### What you need to do
Copy out the material below line for line, keeping every word, number, and space unchanged.

### Raw data
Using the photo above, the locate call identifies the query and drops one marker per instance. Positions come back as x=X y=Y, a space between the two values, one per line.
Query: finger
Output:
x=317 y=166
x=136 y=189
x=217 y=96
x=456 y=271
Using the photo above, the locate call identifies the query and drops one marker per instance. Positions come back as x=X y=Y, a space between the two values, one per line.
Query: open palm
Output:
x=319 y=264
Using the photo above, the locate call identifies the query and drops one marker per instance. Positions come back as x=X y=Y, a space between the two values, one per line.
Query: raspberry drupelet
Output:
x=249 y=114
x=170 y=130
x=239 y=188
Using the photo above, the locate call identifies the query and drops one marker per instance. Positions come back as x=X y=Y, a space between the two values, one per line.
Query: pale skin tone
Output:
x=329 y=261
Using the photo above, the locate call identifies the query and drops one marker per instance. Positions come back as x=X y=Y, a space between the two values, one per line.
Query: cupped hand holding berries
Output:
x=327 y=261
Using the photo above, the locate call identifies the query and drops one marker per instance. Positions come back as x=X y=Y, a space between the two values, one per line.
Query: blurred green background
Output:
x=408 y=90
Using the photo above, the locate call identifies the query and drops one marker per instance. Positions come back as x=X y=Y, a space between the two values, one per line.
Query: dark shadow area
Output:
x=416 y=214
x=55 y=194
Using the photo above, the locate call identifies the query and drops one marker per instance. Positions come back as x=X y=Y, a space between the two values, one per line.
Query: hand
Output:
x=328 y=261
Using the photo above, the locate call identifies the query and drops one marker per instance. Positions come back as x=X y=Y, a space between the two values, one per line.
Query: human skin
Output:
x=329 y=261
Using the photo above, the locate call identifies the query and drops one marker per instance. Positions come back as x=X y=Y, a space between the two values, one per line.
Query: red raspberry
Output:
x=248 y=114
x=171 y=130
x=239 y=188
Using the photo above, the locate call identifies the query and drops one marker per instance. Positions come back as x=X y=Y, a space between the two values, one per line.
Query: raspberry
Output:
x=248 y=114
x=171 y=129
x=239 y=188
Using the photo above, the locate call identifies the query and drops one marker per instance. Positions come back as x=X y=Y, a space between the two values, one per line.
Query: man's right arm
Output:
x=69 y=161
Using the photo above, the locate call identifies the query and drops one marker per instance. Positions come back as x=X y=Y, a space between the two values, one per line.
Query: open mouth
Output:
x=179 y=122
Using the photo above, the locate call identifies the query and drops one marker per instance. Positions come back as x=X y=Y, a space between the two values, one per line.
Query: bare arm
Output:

### Full output
Using the photo above, the locate call identifies the query and drops one marker per instance. Positions come back as x=X y=Y, a space between the two values, one per line.
Query: finger
Output:
x=317 y=166
x=136 y=189
x=217 y=96
x=456 y=271
Using the photo above, the locate call identifies the query and drops one marker per instance. Positions come back as x=X y=Y, a space between the two values, one per line.
Query: open palm
Output:
x=319 y=264
Using the photo above, the locate call identifies the query and drops one marker per instance. Positions come back as x=X y=Y, a space between the two values, one per line.
Query: raspberry drupelet
Output:
x=249 y=114
x=170 y=130
x=239 y=188
Using the photo above, the locate call identifies the query and drops one marker per instance. Positions come back as x=X y=Y, a space between the two values, one per line.
Query: pale skin tone
Output:
x=329 y=261
Using the photo above, the locate call identifies the query and drops one marker per instance. Positions come back as x=X y=Y, a space between the two values, one per line.
Query: cupped hand holding berries
Output:
x=327 y=261
Using the photo above, the locate call identifies the query and drops one marker per instance. Positions come back as x=X y=Y, a space between the two values, one per line.
Query: blurred green background
Output:
x=408 y=90
Using the photo above, the locate call identifies the query and drops one marker per instance. Positions come back as x=X y=Y, a space between the two values, one per line.
Query: dark shadow area
Output:
x=416 y=214
x=55 y=194
Using the photo above, the locate call identifies the query and drops one marker per instance. Positions come back as x=X y=Y, a space between the two values, one per line.
Query: hand
Output:
x=328 y=261
Using the photo above, the locate call identifies the query and drops one marker per instance. Positions come back as x=X y=Y, a space between the two values, one per line.
Query: human skin
Output:
x=329 y=261
Using the photo above, the locate call identifies the query and drops one marker per instance. Positions come back as x=X y=Y, a space between the two values, one per line.
Query: red raspberry
Output:
x=248 y=114
x=171 y=130
x=239 y=188
Using the photo above, the locate call identifies the query and drops one marker per instance. Positions come back as x=X y=Y, a space between the two values, one per line.
Query: raspberry
Output:
x=248 y=114
x=171 y=129
x=239 y=188
Using the photo above, the locate call identifies the query and drops one marker per instance. Positions come back as x=X y=Y, a space between the two values, one per line.
Query: man's right arm
Output:
x=69 y=161
Using the photo above, the locate call identifies the query and drops one marker per instance. Positions come back as x=X y=Y, a space between the two values, one per line.
Query: open mouth
Output:
x=179 y=122
Using the photo above, the locate call identifies the query and drops one marker per instance. Positions come back as x=X y=Y, a space between the two values, one per line.
Query: bare arm
Output:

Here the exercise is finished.